• _Required task 1_
Can you rewrite the paragraph of the recipe below that begins "The cherries give this" more briefly, keeping its main facts?

• _Selection_
--------

NZ Woman's Weekly

Cherry & pork stir-fry salad recipe

  • Meal Type

  • Total time

    20 minutes
  • Servings


The cherries give this unusual summer stir-fry a fresh burst of sweet and tart flavours. Add them at the last minute so they keep their glorious ruby colour.

  • 2 tbsp plain oil
  • 1 tbsp grated fresh ginger
  • 1 clove garlic, crushed
  • 30g pork schnitzel, finely sliced
  • ½ tsp star anise
  • 2-3 tbsp soy sauce
  • 2-3 tbsp sweet chilli sauce
  • 200g pitted fresh cherries
  • 200g green beans, trimmed
  • 300g rice stick noodles
  • 150g snow peas
  • Fresh coriander for garnish
  1. Heat the oil in a large frying pan or wok. Add the ginger, garlic, pork and star anise, then stir-fry over a high heat for 3-4 minutes until browned, fragrant and just cooked through.
  2. Add the soy and sweet chilli sauces, tossing together, then stir through the cherries.
  3. Meanwhile, heat a medium saucepan of water and cook the beans for 2-3 minutes.
  4. Add the rice stick noodles and snow peas, stirring until the noodles are white and tender and the snow peas are bright green. Drain and toss with the pork and cherries.
  5. Serve in shallow bowls and garnish with fresh coriander.

--------

(Entries from a point labeling set)
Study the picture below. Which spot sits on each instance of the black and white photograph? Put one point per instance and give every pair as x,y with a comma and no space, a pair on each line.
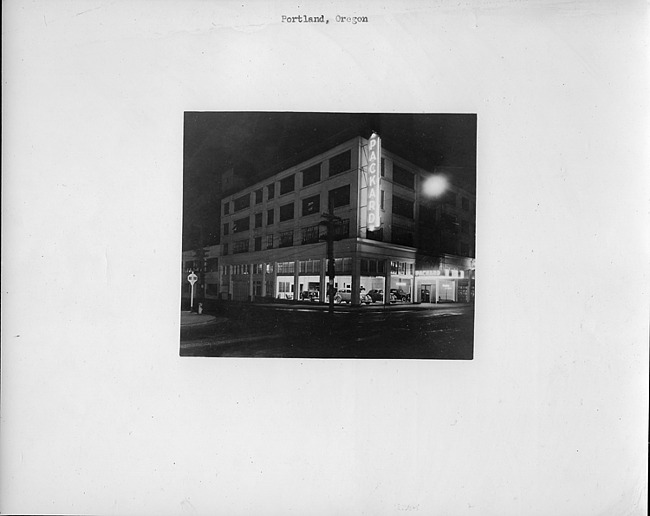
357,258
329,235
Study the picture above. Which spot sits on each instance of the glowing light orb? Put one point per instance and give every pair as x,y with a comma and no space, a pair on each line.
435,186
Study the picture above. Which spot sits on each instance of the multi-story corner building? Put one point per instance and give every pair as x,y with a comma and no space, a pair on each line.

--------

• _Required task 2_
Could you arrange every line of the point labeling entries above as a JSON list of strings, one string per line, with blank lines left out and the pictures omitted?

• _Task solution 1_
Cherries add a fresh burst of sweet and tart flavor to this unusual summer stir-fry. Adding them at the last minute keeps their ruby color.

• _Task solution 2_
[
  "Study the picture below. Which spot sits on each instance of the black and white photograph? Put one point per instance and give every pair as x,y with a comma and no space, a pair on each line.",
  "357,258",
  "329,235",
  "Study the picture above. Which spot sits on each instance of the glowing light orb? Put one point per instance and give every pair as x,y with a comma and no space, a pair on each line.",
  "435,186",
  "Study the picture above. Which spot sits on each instance of the multi-story corner building? Put one point per instance and give every pair as x,y with a comma and no space, a pair on each line."
]